[Work instruction]: Scan the lines below for the word "backpack". Copy each line you find it in.

[Natural language region descriptions]:
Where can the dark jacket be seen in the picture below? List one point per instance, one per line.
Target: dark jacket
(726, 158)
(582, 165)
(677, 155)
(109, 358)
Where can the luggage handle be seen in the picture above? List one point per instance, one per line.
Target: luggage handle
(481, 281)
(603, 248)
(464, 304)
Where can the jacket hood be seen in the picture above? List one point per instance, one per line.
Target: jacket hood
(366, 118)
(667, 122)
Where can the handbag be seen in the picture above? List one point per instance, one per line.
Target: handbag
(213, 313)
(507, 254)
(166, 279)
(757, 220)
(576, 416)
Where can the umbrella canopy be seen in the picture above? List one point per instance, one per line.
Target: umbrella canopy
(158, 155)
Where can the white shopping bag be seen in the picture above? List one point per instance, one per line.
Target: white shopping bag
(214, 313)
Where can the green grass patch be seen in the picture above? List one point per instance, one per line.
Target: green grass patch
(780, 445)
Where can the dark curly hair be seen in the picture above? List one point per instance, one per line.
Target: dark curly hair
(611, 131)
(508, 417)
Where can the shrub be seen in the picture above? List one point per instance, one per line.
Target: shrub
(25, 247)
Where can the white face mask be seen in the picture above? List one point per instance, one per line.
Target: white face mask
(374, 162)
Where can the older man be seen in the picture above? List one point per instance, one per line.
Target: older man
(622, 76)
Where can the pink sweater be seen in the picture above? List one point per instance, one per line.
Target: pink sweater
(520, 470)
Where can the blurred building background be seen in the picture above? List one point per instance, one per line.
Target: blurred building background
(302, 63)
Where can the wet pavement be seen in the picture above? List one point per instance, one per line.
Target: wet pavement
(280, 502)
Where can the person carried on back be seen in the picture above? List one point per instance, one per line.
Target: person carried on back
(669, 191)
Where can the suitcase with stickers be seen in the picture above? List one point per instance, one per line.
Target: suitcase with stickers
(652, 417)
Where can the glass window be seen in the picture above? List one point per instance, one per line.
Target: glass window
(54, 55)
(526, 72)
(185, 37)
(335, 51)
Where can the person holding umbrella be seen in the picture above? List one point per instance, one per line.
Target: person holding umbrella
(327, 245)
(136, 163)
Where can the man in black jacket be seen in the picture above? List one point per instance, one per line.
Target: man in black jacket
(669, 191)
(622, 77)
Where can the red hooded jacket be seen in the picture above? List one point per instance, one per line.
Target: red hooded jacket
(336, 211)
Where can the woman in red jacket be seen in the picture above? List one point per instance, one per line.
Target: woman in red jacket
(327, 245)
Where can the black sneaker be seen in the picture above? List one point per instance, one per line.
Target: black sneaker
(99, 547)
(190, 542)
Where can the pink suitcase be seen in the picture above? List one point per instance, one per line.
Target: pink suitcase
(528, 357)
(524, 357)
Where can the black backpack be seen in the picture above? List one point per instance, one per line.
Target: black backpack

[Written solution]:
Where can the black backpack be seen in the picture above? List one point per instance, one per line.
Target: black backpack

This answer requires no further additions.